Languages: Unicode Greek; English and Sanskrit

Elaine Brennan & Allen Renear (EDITORS@BROWNVM.BITNET)
Tue, 29 Jan 91 13:26:02 EST

Humanist Discussion Group, Vol. 4, No. 0953. Tuesday, 29 Jan 1991.

Date: Mon, 28 Jan 91 08:21:51 EST
From: elli@ikaros.harvard.edu (Elli Mylonas)
Subject: Unicode

Date: Sat, 26 Jan 91 17:53:25 -0500
From: green3@husc9.harvard.edu (Maria Green)
Subject: Re: 4.0947 ... English and Sanskrit

(1) --------------------------------------------------------------------
Date: Mon, 28 Jan 91 08:21:51 EST
From: elli@ikaros.harvard.edu (Elli Mylonas)
Subject: Unicode

I have just been looking at the Unicode character codes.

→ Listing:
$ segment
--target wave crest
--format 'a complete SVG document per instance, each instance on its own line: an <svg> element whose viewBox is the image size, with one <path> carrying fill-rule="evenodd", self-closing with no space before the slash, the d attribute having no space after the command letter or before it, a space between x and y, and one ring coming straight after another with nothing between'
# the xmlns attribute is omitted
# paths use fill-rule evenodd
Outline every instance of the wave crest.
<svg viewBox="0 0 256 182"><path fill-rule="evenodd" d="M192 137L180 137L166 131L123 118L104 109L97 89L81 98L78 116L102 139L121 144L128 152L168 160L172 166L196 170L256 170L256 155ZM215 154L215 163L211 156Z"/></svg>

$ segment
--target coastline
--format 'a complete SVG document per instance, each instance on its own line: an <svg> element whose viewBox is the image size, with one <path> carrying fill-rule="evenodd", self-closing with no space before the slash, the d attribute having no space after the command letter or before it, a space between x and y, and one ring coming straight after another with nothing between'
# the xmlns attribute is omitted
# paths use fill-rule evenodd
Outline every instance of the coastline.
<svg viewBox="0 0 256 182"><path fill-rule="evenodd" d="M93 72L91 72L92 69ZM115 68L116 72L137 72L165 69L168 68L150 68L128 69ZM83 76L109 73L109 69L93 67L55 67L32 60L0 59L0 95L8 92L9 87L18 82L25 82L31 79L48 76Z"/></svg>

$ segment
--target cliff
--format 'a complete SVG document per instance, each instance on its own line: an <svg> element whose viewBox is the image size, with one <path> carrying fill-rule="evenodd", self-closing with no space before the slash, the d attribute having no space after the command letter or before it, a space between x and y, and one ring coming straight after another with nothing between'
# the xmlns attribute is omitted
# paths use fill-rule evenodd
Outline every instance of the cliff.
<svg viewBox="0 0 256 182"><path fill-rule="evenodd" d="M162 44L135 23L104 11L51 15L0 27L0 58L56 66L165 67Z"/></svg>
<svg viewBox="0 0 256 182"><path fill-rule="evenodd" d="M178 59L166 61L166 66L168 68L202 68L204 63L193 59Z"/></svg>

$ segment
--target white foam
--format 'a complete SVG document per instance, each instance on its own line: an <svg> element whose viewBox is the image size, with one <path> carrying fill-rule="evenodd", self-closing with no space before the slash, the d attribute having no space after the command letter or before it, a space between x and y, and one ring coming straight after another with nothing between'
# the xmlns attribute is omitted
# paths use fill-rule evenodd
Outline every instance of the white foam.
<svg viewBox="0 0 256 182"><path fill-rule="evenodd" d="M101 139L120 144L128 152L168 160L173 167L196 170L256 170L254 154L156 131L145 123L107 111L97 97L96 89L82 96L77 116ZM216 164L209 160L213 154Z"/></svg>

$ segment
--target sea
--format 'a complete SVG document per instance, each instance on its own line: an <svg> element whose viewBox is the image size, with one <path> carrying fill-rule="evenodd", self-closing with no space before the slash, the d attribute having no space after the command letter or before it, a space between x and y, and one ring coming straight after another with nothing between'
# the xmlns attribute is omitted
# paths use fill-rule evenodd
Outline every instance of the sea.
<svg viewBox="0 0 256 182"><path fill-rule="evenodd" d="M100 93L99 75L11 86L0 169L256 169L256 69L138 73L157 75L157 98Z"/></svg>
--
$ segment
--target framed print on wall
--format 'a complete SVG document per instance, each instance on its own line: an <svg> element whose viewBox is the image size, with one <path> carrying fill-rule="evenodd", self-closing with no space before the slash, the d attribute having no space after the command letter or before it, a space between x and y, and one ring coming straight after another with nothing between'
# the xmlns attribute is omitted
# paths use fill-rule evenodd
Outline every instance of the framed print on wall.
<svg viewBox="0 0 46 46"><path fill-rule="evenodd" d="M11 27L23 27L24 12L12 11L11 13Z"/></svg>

→ Exercise task 1: Say whether each statement agrees with the Humanist digest, answering yes or no and quoting the words that decide it: (a) The message with the subject Unicode is from Elli Mylonas. (b) Maria Green's message is dated Mon, 28 Jan 91. (c) The digest is Vol. 4, No. 0953.
→ Exercise task 2: Reproduce the Humanist digest from "Languages: Unicode Greek;" up to and including "29 Jan 1991.".
The rows have no connection to the Humanist digest.

→ Reply 1:
(a) Yes: "From: elli@ikaros.harvard.edu (Elli Mylonas)" and "Subject: Unicode"
(b) No: "Date: Sat, 26 Jan 91 17:53:25 -0500"
(c) Yes: "Humanist Discussion Group, Vol. 4, No. 0953."

→ Reply 2:
Languages: Unicode Greek; English and Sanskrit

Elaine Brennan & Allen Renear (EDITORS@BROWNVM.BITNET)
Tue, 29 Jan 91 13:26:02 EST

Humanist Discussion Group, Vol. 4, No. 0953. Tuesday, 29 Jan 1991.